- _EXTRACTED TEXT_:
++++++

After I played Kirby and the Forgotten Land, and with Kirby’s Return to Dreamland Deluxe due out next month, I knew it was time to revisit this game. I expected it to be smaller than I remembered, more restrictive, after the expansive world of The Forgotten Land, but not how much smaller. Sure, I have to run through levels ago to break barriers that require specific color-coded power combos, but it feels so rudimentary and small now. I understand that I’m almost two decades older than the last time I played it and things that seemed challenging then are incredibly easy now (like tying my shoelaces without using the “bunny ears” method), but I got through about a quarter of the game in an hour. An hour that included me losing focus for about then minutes at one in the morning to restlessly adjust my ambient temperature due to the deep, settling chill of that night.

I think one more sit-down will be all it takes to finish the game. It is pretty small, after all. Sure, there’s a lot of fun minigames to play, but those are mostly intended for multiplayer experiences and I’m just a single player these days. I don’t think the game will hold much for me once I’ve finished the core single-player campaign. It is still fun to experiment with power combinations, since all I really need is a fun way to get through each level. The bright, colorful worlds are still enjoyable to run through. The upbeat, cheerful music is just as good as I remember it. But there is a massive, expansive world that exists in my mind but that isn’t reflected in the game I’m playing. It feels even smaller than a lot of the old NES Kirby games I’ve played, though that might just be a result of how much easier it is to play Kirby 64 (the controls fight me less).

++++++

Excerpt from a dataset:
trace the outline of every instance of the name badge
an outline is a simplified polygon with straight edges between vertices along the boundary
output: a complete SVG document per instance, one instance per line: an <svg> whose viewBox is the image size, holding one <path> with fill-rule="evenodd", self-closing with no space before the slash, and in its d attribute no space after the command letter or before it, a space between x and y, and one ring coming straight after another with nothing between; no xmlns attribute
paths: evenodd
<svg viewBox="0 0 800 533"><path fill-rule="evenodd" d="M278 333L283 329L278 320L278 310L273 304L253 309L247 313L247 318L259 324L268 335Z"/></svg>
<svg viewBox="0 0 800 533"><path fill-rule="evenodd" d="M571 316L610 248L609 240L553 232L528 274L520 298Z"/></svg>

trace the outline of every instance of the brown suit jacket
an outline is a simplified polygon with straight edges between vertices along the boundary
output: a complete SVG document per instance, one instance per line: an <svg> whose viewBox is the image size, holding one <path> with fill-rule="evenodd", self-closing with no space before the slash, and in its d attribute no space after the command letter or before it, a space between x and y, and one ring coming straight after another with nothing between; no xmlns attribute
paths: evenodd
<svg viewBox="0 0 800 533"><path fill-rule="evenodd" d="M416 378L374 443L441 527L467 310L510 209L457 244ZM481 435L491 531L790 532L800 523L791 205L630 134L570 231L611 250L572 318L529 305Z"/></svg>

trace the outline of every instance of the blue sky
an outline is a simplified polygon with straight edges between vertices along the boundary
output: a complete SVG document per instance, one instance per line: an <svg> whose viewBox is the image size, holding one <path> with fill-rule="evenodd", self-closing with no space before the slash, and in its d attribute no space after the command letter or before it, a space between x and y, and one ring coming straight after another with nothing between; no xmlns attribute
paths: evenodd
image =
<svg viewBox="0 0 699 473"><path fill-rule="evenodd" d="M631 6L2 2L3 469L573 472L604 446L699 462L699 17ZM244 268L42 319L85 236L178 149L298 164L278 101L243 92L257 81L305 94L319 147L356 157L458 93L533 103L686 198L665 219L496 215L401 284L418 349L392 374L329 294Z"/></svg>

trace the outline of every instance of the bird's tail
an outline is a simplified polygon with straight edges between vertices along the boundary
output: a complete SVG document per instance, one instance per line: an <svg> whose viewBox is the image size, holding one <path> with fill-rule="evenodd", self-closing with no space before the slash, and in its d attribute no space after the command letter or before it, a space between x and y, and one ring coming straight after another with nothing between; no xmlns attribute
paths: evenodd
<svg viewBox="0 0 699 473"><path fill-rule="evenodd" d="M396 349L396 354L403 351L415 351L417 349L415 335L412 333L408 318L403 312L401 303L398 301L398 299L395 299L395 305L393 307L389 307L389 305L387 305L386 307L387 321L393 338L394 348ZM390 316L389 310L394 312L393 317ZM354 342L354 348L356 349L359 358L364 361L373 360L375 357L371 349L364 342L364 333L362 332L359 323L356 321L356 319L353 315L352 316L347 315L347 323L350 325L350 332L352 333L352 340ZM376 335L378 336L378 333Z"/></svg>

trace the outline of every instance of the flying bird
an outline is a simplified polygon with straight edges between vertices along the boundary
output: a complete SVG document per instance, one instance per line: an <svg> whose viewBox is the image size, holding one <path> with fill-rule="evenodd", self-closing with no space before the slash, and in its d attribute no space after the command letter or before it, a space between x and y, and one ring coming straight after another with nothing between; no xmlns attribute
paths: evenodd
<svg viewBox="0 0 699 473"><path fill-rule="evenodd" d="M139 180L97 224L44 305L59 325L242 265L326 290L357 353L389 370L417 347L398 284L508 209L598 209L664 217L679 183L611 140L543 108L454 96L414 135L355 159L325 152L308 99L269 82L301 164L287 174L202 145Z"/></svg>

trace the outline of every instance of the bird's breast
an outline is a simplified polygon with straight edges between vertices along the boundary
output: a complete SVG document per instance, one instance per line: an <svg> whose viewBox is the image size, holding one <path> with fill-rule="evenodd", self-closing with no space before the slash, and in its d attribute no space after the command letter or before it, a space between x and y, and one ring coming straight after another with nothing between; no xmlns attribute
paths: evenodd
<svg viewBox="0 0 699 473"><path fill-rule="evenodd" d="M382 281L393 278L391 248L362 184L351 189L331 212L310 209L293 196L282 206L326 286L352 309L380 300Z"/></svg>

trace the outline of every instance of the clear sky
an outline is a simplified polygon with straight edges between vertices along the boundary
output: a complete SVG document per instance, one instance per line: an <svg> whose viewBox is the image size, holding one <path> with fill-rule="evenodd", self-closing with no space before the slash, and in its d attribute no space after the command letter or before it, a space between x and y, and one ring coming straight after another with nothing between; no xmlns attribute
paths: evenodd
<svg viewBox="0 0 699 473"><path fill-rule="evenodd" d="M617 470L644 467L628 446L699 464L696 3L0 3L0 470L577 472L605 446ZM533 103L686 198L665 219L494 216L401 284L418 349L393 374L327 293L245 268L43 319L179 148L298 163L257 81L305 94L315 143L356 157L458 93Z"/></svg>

++++++

- _THE TASK_:
Write the next part of the post about revisiting Kirby 64, picking up after its last sentence.

- _RESPONSE_:
It can be tough to revisit something you loved in your childhood only to discover part of the reason you’ve loved it all this time was an illusion created by some of the more emotionally difficult parts of your childhood. It’s not that this realization makes me feel bad about the game or my memories associated with it. It just makes me feel a lot more emotions that I expected. I have a lot to sort through as I play this game again. Luckily, I can always play Kirby and the Forgotten Land again if I want something positive. Or even Kirby Star Allies. After all, I remember those games very well and I can get all the bright nostalgia off them that I could ever want.